··· SECCIÓN DE TEXTO
Regreso al futuro: la Internet de todas las cosas

¿Se imaginan un despertador que decide despertarlos diez minutos antes porque sabe que tienen una reunión a primera hora y que hay un atasco?

Autómata, José A. Madrid.

Autómata, José A. Madrid. Fuente: Flickr.

Lleva quince años pululando por la red. Se han celebrado ya diversos encuentros mundiales para hablar sobre esta idea e incluso en el Foro Económico Mundial de Davos este año se ha convertido en uno de los hashtags más usados. Estamos entrando en la era del Internet de las cosas, un concepto que hace referencia a equipar a los objetos que forman parte de nuestro paisaje cotidiano de sensores y sistemas de transmisión de información, con los que pueden identificarse, comunicarse entre ellos, conectarse a Internet para ofrecernos información y datos con propósitos muy diversos. ¿Se imaginan un despertador que decide despertarlos diez minutos antes porque sabe que tienen una reunión a primera hora y que hay un atasco en el camino hacia el trabajo?
······
··· REGISTROS DE DATOS
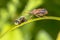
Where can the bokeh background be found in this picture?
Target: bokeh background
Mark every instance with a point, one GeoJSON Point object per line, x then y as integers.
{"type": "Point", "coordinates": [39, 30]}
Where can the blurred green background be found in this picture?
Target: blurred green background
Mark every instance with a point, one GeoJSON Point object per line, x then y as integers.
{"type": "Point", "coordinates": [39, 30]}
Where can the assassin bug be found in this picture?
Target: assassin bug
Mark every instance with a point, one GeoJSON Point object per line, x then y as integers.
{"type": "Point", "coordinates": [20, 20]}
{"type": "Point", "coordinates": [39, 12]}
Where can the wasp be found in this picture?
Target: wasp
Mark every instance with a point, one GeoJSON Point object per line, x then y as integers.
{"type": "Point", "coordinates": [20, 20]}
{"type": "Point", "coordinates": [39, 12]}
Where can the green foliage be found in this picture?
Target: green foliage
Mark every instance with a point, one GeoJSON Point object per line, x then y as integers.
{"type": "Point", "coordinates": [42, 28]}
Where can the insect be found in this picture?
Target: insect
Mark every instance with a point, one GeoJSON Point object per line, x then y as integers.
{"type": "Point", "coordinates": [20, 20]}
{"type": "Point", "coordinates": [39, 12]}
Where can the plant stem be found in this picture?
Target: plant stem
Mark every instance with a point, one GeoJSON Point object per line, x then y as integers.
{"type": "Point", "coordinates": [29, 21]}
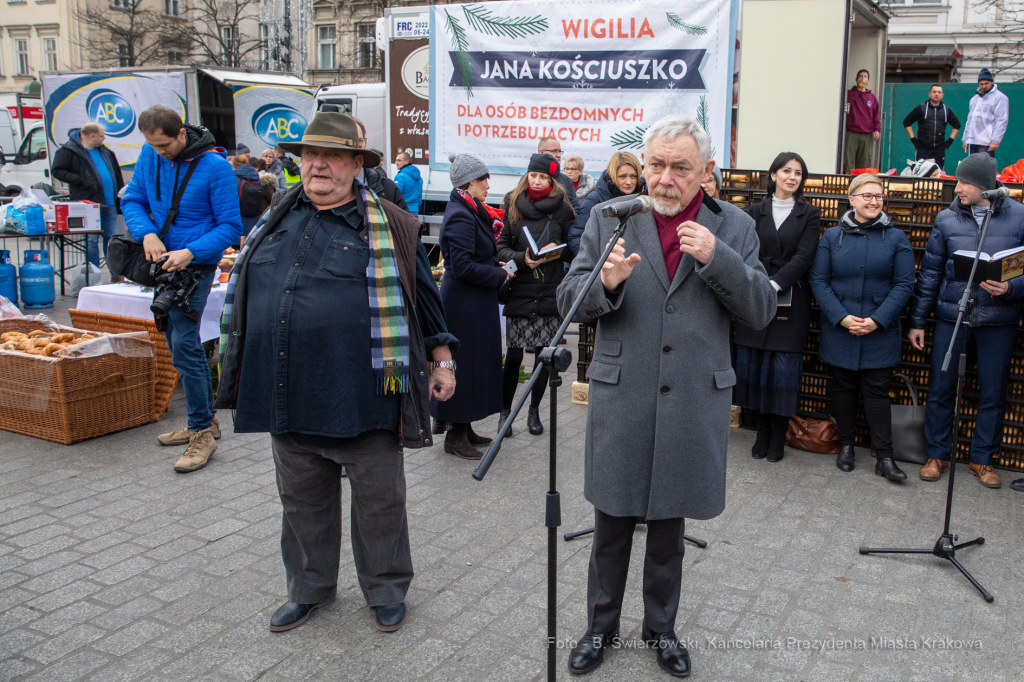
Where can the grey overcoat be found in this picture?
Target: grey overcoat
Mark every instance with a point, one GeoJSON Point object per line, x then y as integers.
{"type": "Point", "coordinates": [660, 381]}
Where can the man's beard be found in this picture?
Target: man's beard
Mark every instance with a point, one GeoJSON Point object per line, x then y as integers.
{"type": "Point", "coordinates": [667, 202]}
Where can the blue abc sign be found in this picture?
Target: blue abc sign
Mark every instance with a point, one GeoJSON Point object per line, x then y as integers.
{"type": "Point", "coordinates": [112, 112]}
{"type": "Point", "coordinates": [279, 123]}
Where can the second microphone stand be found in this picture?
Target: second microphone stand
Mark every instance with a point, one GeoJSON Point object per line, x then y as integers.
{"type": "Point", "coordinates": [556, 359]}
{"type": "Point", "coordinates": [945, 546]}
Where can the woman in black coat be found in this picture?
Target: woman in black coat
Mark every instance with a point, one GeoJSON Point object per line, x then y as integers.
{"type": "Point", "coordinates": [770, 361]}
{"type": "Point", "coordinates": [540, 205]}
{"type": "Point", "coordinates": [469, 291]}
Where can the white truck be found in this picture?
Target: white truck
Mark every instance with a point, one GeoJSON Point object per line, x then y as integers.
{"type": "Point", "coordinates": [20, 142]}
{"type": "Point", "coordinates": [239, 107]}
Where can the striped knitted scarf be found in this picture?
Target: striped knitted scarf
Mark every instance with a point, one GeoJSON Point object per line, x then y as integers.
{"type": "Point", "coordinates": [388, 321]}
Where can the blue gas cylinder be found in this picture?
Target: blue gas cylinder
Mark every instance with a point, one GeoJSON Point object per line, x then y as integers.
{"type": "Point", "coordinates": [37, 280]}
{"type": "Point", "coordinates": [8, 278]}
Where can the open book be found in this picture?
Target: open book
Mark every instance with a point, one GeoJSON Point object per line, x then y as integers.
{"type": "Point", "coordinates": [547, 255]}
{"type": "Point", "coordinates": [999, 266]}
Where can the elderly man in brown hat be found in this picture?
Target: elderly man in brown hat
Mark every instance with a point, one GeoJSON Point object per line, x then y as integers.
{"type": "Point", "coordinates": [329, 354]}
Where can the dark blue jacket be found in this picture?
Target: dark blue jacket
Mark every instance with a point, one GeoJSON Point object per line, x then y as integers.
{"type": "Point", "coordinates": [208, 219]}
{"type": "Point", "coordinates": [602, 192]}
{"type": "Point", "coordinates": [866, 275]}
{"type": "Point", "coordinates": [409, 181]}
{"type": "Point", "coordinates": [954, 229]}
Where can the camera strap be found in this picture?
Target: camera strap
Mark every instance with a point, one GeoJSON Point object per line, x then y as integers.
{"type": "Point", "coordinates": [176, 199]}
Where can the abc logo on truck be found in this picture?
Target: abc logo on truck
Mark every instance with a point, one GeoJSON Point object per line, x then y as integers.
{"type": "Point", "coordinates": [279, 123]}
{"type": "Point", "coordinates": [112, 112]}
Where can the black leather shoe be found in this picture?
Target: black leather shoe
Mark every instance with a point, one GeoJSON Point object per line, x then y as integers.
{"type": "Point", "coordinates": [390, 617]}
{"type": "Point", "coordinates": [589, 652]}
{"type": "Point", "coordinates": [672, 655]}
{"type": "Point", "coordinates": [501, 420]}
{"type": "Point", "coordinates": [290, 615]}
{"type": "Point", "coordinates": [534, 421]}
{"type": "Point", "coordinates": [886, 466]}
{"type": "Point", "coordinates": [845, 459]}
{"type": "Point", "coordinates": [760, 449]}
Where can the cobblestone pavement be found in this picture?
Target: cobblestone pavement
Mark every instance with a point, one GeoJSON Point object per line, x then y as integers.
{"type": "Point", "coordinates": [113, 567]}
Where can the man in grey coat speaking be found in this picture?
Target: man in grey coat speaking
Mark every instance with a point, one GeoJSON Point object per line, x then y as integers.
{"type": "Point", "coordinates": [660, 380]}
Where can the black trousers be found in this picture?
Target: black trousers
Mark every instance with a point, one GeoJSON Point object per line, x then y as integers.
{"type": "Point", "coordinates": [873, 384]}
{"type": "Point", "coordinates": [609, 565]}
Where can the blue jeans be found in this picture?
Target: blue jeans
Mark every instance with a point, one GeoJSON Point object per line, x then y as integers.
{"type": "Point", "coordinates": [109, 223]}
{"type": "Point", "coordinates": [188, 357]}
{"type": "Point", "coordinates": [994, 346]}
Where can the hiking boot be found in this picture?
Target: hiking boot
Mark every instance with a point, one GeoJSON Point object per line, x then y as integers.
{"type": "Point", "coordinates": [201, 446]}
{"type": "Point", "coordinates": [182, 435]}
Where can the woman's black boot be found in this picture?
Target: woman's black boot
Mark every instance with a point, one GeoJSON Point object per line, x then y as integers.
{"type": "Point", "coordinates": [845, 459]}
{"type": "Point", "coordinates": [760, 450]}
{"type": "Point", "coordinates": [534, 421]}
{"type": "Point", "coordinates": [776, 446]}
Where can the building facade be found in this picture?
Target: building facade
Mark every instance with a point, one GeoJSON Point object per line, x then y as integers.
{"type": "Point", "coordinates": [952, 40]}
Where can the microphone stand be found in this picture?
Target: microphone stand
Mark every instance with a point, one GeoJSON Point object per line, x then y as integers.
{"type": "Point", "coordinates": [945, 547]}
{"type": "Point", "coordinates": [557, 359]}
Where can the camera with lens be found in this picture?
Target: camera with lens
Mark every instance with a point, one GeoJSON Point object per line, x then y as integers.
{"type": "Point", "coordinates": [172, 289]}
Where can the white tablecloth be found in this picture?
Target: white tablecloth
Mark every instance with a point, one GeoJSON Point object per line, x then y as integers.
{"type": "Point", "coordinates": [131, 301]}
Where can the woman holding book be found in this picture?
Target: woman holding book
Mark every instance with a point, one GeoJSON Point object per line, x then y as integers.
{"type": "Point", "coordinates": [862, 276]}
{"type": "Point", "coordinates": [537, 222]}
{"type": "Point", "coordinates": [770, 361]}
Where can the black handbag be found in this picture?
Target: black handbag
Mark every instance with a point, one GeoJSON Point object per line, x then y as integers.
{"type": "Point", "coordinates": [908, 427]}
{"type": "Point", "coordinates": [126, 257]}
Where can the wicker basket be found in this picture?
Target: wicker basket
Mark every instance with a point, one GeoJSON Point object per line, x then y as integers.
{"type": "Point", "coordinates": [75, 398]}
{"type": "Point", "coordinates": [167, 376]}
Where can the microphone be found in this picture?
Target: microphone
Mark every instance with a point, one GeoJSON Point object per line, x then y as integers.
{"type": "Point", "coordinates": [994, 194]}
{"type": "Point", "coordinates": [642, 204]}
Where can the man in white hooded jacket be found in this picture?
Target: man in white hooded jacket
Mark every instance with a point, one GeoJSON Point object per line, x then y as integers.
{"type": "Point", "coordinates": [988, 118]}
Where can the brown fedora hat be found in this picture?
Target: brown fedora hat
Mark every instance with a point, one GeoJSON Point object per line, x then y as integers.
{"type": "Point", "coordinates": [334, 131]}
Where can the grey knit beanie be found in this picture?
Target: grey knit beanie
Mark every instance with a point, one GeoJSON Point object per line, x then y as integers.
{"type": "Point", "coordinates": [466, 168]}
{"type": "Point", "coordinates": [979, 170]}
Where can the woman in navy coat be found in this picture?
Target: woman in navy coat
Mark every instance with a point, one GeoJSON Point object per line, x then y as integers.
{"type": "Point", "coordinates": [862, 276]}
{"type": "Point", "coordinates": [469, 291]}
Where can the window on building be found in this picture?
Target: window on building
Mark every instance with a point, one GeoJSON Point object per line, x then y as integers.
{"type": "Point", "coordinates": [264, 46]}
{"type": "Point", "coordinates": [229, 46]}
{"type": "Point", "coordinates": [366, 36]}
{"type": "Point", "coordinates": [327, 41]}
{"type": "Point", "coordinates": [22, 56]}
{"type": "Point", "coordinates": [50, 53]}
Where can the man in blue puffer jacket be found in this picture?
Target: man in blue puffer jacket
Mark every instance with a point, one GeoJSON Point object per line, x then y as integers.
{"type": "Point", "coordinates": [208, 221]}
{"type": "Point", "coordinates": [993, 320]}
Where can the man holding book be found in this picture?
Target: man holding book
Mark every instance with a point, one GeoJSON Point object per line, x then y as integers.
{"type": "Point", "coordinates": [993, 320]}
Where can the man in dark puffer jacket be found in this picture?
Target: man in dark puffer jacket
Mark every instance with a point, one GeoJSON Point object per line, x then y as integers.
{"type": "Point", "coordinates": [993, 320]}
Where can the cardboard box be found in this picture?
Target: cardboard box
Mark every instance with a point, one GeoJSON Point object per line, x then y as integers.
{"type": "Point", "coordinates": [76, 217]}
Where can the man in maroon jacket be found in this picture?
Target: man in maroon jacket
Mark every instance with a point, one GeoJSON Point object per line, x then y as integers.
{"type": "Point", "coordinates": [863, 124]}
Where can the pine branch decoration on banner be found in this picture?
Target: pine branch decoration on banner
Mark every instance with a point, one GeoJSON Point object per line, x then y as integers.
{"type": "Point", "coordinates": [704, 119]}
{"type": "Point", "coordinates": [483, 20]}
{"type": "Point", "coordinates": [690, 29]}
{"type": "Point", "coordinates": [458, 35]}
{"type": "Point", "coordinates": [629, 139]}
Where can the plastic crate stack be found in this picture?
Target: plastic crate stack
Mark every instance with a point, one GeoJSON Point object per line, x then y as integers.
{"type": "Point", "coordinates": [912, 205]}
······
[OBJETIVOS]:
1. Según el texto sobre el Internet de las cosas, ¿en qué evento se convirtió este año en uno de los hashtags más usados?
2. Indique si cada afirmación concuerda con el texto sobre el Internet de las cosas y cite las palabras del texto que lo deciden: (a) La idea lleva diez años circulando por la red. (b) Ya se han celebrado encuentros mundiales para hablar sobre esta idea. (c) El concepto consiste en equipar a los objetos cotidianos con sensores y sistemas de transmisión de información.
3. Reescriba de forma más breve el párrafo del texto sobre el Internet de las cosas que comienza con "Lleva quince años pululando por la red" y conserve sus datos principales.
Para responder, utilice únicamente el texto sobre el Internet de las cosas.

[SOLUCIONES POR TAREA]:
1. En el Foro Económico Mundial de Davos.

2.
(a) No: "Lleva quince años pululando por la red."
(b) Sí: "Se han celebrado ya diversos encuentros mundiales para hablar sobre esta idea"
(c) Sí: "equipar a los objetos que forman parte de nuestro paisaje cotidiano de sensores y sistemas de transmisión de información"

3. La idea del Internet de las cosas circula por la red desde hace quince años. Ha sido tema de diversos encuentros mundiales, y este año fue uno de los hashtags más usados en el Foro de Davos. Consiste en dotar a los objetos cotidianos de sensores y sistemas de transmisión de información. Así pueden identificarse, comunicarse entre sí y conectarse a Internet para ofrecer datos con fines diversos. Un ejemplo sería un despertador que adelanta la alarma diez minutos porque sabe que hay una reunión temprana y un atasco en el camino al trabajo.